Retired Staffer Returns to Hill on a Mission

Posted July 25, 2007 at 5:34pm

Here’s the story of a man who joined the Peace Corps, worked on Capitol Hill for 40 years, rejoined the Peace Corps and returned to the Hill to testify in favor of legislation he helped draft … about the Peace Corps.

“It’s all come full circle,” Chuck Ludlam, the man in question, has said again and again. “This is a very unusual situation.”

Ludlam, a longtime Washington, D.C., lobbyist and Hill staffer, most recently in the office of Sen. Joe Lieberman (ID-Conn.), retired from political life two years ago. Instead of retreating to the typical beach house, however, he and his wife, Paula Hirschoff, also a former Peace Corps volunteer, traveled to Senegal to do two more years of service, 40 years after their first stints.

“Having been a Peace Corps volunteer is the most revealing thing you can say about [me],” Ludlam said. “The [first] experience changed how I approached my career and gave me the perspective to see that we have the fairest political system in the world. I’ve never been cynical or burned out. I’ve always loved my job.”

Currently 22 months into their stay, Ludlam and Hirschoff arranged for a five-day leave of absence this week to participate in Wednesday’s hearing before the Senate Foreign Relations Subcommittee on Western Hemisphere, Peace Corps and Narcotics Affairs. The bill, referred to as the Peace Corps Volunteer Empowerment Act, aims to enact solid mechanisms to ensure that volunteers are more adequately listened to and respected.

“It was a very free-wheeling time back in the ’60s when we first joined the Peace Corps,” Ludlam explained. “Today it’s run more like a government bureaucracy … the level of support for volunteers is not what we expected or remembered.

“Everything’s more controlled now,” Hirschoff added. “More rules, more reports, lots of condescension … it’s not a respectful way to work with volunteers … it’s demoralizing.”

++++++++

Can you copy the Peace Corps article word for word, starting with "Currently 22 months" and going on through "expected or remembered."?

++++++++

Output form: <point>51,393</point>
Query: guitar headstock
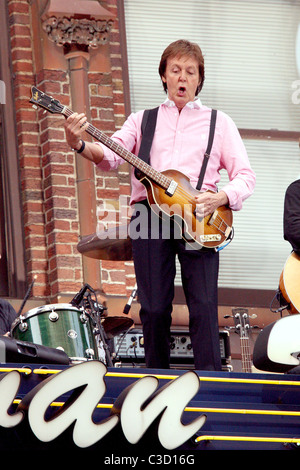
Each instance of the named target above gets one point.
<point>242,322</point>
<point>39,98</point>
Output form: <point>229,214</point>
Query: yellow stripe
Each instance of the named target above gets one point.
<point>26,371</point>
<point>284,440</point>
<point>167,377</point>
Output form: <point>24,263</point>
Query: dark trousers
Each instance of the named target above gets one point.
<point>155,244</point>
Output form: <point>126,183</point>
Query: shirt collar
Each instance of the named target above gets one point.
<point>196,104</point>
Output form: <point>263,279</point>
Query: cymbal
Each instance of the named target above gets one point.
<point>116,325</point>
<point>113,244</point>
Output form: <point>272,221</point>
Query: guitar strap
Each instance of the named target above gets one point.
<point>209,147</point>
<point>148,129</point>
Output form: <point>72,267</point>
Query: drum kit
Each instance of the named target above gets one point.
<point>81,328</point>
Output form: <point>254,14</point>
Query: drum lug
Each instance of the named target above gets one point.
<point>89,353</point>
<point>83,318</point>
<point>23,326</point>
<point>53,316</point>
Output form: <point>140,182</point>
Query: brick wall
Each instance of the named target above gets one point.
<point>47,165</point>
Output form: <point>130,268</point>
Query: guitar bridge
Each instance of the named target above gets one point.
<point>172,188</point>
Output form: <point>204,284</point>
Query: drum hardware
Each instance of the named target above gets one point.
<point>53,316</point>
<point>68,333</point>
<point>23,325</point>
<point>130,300</point>
<point>94,311</point>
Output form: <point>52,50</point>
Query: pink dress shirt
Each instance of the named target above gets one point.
<point>180,142</point>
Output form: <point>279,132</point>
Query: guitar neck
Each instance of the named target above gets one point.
<point>135,161</point>
<point>246,355</point>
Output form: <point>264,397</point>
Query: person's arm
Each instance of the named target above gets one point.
<point>75,125</point>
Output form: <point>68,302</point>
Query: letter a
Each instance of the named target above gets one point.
<point>78,411</point>
<point>170,399</point>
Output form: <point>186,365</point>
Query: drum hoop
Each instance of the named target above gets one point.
<point>44,309</point>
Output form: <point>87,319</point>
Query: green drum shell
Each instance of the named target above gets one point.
<point>67,332</point>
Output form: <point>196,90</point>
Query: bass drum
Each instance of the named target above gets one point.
<point>60,326</point>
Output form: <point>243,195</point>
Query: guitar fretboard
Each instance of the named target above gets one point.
<point>246,355</point>
<point>135,161</point>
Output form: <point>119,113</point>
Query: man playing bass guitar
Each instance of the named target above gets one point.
<point>179,143</point>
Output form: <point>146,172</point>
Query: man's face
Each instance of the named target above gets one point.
<point>182,79</point>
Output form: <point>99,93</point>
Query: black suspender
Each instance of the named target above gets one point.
<point>148,129</point>
<point>209,147</point>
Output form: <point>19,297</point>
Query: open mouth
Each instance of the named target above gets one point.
<point>181,90</point>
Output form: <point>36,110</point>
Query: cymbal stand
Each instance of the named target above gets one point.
<point>96,312</point>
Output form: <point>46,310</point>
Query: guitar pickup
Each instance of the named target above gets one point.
<point>172,188</point>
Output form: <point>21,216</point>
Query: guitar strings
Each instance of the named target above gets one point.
<point>182,191</point>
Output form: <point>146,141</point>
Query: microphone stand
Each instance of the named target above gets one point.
<point>95,316</point>
<point>94,306</point>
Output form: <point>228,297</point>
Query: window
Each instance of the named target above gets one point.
<point>12,262</point>
<point>251,58</point>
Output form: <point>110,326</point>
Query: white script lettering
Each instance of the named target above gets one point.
<point>86,382</point>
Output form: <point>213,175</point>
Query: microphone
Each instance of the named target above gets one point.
<point>77,299</point>
<point>129,302</point>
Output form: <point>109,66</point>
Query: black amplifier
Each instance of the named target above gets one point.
<point>129,349</point>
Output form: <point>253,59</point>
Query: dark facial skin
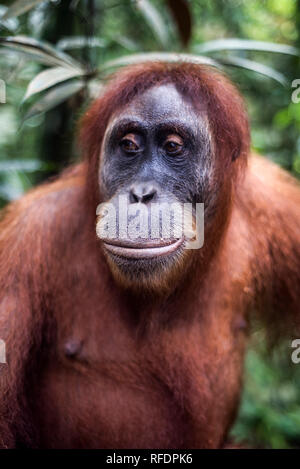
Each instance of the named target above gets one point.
<point>156,149</point>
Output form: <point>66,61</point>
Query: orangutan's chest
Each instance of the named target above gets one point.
<point>175,392</point>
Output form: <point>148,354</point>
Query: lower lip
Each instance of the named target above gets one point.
<point>141,252</point>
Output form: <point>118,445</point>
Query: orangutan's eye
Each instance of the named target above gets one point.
<point>173,145</point>
<point>129,144</point>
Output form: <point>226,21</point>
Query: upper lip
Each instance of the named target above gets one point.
<point>143,248</point>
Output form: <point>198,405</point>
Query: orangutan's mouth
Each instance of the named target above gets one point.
<point>144,249</point>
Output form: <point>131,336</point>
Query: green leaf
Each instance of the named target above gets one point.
<point>21,165</point>
<point>181,13</point>
<point>255,67</point>
<point>39,50</point>
<point>79,42</point>
<point>157,57</point>
<point>19,7</point>
<point>48,78</point>
<point>54,97</point>
<point>245,44</point>
<point>154,20</point>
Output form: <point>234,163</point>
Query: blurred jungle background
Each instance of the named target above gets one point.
<point>55,56</point>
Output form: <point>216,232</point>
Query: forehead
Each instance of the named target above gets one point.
<point>159,104</point>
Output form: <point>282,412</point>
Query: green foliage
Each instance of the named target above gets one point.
<point>54,54</point>
<point>270,411</point>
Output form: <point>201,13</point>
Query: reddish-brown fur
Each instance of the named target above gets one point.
<point>92,365</point>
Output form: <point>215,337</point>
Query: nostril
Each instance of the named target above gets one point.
<point>142,193</point>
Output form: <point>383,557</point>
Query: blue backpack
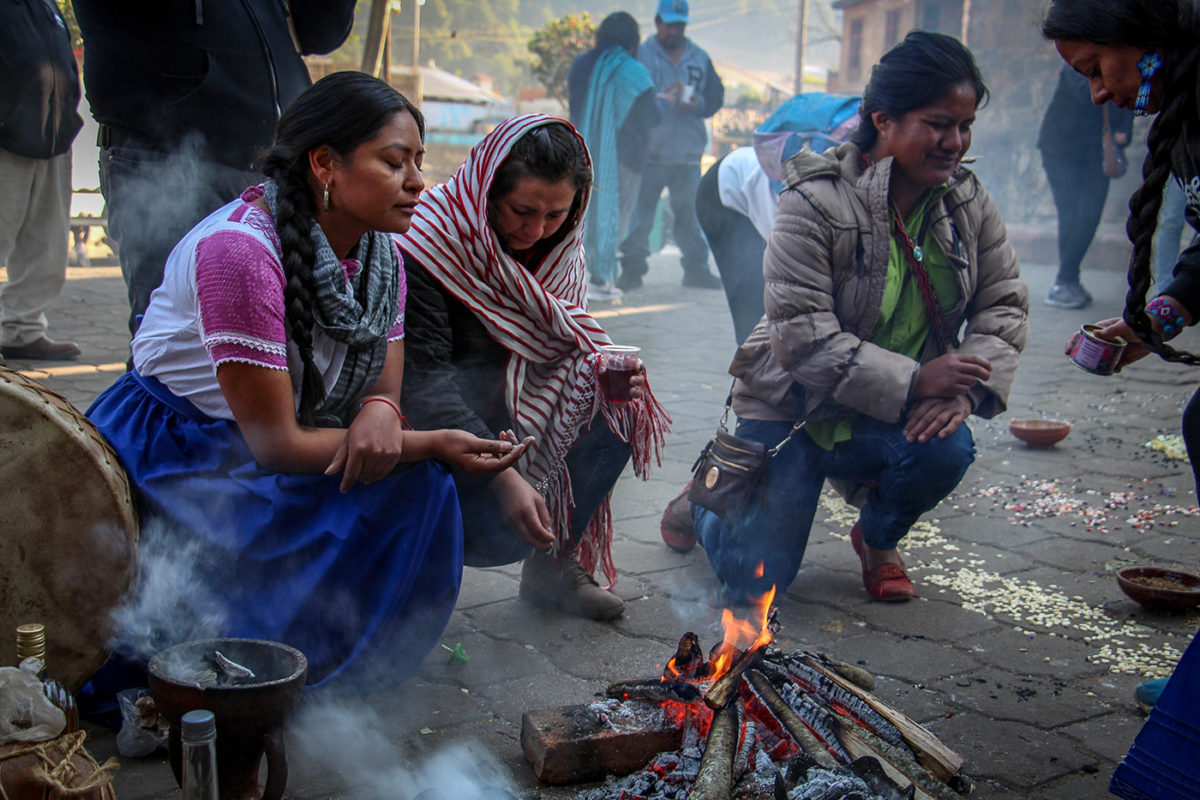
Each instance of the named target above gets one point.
<point>814,120</point>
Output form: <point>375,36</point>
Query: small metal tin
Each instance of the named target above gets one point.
<point>1096,354</point>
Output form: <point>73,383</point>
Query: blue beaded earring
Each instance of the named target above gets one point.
<point>1147,66</point>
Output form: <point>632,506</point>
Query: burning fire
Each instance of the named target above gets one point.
<point>741,635</point>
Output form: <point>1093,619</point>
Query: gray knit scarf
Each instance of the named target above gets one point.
<point>358,312</point>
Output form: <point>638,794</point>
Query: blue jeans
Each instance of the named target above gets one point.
<point>1171,218</point>
<point>681,181</point>
<point>912,477</point>
<point>594,462</point>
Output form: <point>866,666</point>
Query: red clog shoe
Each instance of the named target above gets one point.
<point>887,582</point>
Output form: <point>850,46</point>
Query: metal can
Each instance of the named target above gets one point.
<point>1095,353</point>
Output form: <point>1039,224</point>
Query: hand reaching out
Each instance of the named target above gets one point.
<point>936,416</point>
<point>951,376</point>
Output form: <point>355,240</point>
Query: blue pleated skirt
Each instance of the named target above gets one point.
<point>367,577</point>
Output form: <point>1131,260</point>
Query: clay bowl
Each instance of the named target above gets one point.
<point>1039,433</point>
<point>1164,597</point>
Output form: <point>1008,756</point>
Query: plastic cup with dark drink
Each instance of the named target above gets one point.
<point>618,365</point>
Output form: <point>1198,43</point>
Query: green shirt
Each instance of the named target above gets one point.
<point>903,324</point>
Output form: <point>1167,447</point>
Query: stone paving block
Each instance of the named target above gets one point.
<point>1044,655</point>
<point>489,585</point>
<point>1069,555</point>
<point>936,618</point>
<point>1090,783</point>
<point>919,704</point>
<point>976,554</point>
<point>1109,735</point>
<point>1018,756</point>
<point>915,660</point>
<point>1042,701</point>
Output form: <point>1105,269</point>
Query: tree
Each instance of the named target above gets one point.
<point>556,46</point>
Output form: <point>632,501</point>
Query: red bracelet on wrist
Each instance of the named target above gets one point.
<point>381,398</point>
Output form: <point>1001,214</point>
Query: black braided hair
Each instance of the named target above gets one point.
<point>1169,26</point>
<point>341,110</point>
<point>917,72</point>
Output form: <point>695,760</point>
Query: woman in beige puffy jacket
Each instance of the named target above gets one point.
<point>870,238</point>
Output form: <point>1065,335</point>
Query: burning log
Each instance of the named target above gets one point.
<point>725,687</point>
<point>796,728</point>
<point>715,777</point>
<point>897,762</point>
<point>941,762</point>
<point>658,691</point>
<point>822,683</point>
<point>688,662</point>
<point>585,743</point>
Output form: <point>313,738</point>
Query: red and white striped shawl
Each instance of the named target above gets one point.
<point>539,316</point>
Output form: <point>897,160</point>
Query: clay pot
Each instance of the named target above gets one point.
<point>1161,599</point>
<point>1039,433</point>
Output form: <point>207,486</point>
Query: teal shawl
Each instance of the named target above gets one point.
<point>617,80</point>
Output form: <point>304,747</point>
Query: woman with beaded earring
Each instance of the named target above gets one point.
<point>261,426</point>
<point>1143,54</point>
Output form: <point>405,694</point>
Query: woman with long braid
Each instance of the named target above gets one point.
<point>262,420</point>
<point>1143,55</point>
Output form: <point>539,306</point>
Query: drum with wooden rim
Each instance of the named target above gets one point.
<point>69,530</point>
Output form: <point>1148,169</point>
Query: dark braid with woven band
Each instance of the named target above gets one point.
<point>1168,316</point>
<point>913,256</point>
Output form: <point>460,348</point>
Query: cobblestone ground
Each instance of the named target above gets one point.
<point>1020,651</point>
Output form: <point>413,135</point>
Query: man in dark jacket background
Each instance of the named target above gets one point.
<point>187,94</point>
<point>39,97</point>
<point>689,90</point>
<point>1071,140</point>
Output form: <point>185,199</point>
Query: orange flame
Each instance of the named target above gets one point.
<point>743,633</point>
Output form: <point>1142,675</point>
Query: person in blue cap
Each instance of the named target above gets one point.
<point>689,91</point>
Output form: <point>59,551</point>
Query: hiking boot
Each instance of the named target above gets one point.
<point>701,280</point>
<point>606,290</point>
<point>42,349</point>
<point>561,583</point>
<point>1068,295</point>
<point>629,280</point>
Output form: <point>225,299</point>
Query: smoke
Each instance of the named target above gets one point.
<point>171,603</point>
<point>345,737</point>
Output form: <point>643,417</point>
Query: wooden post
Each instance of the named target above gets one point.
<point>714,781</point>
<point>372,48</point>
<point>801,34</point>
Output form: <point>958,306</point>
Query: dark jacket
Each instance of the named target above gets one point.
<point>157,70</point>
<point>39,80</point>
<point>1073,124</point>
<point>1186,168</point>
<point>454,371</point>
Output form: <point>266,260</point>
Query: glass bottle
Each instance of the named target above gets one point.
<point>198,737</point>
<point>31,644</point>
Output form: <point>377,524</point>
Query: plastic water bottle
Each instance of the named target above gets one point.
<point>198,735</point>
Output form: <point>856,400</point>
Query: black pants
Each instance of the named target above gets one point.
<point>594,462</point>
<point>737,248</point>
<point>1192,435</point>
<point>153,199</point>
<point>1079,190</point>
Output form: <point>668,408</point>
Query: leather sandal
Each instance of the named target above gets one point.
<point>677,528</point>
<point>887,582</point>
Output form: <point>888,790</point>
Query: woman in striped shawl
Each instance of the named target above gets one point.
<point>499,337</point>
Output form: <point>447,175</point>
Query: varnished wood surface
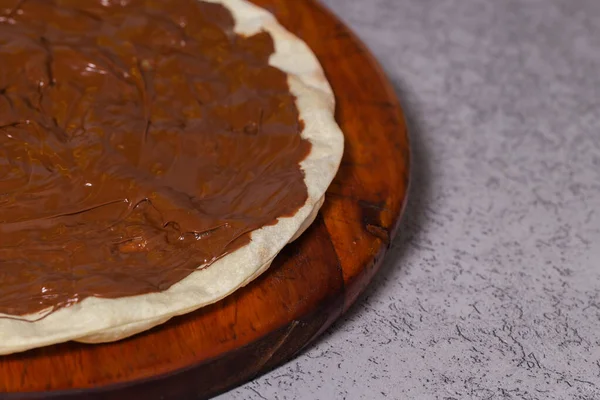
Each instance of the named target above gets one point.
<point>308,286</point>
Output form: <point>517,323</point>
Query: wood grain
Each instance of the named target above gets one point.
<point>309,285</point>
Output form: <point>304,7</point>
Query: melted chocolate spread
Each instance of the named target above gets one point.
<point>138,141</point>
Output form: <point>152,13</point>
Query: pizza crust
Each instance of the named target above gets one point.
<point>96,320</point>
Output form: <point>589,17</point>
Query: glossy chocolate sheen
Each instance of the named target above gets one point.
<point>139,140</point>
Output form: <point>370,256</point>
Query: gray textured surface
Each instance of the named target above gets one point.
<point>492,289</point>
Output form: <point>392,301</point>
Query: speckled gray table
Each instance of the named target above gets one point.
<point>492,288</point>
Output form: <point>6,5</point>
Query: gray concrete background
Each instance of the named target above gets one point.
<point>492,288</point>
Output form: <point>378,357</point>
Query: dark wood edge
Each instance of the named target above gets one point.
<point>143,387</point>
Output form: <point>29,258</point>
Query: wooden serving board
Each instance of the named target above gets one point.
<point>310,284</point>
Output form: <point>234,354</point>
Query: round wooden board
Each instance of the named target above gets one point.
<point>310,284</point>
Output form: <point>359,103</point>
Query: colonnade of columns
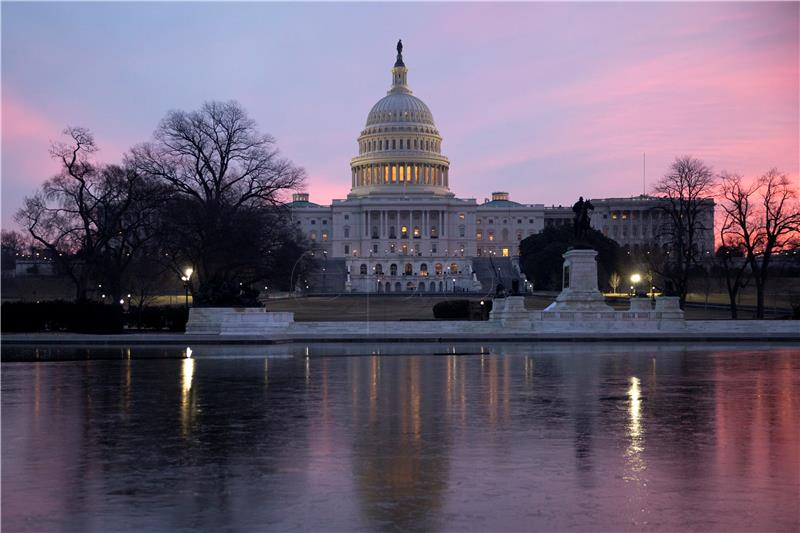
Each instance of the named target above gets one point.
<point>400,173</point>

++++++++

- [SOLUTION TO THIS TASK]
Currently 22 months into their stay, Ludlam and Hirschoff arranged for a five-day leave of absence this week to participate in Wednesday’s hearing before the Senate Foreign Relations Subcommittee on Western Hemisphere, Peace Corps and Narcotics Affairs. The bill, referred to as the Peace Corps Volunteer Empowerment Act, aims to enact solid mechanisms to ensure that volunteers are more adequately listened to and respected.

“It was a very free-wheeling time back in the ’60s when we first joined the Peace Corps,” Ludlam explained. “Today it’s run more like a government bureaucracy … the level of support for volunteers is not what we expected or remembered.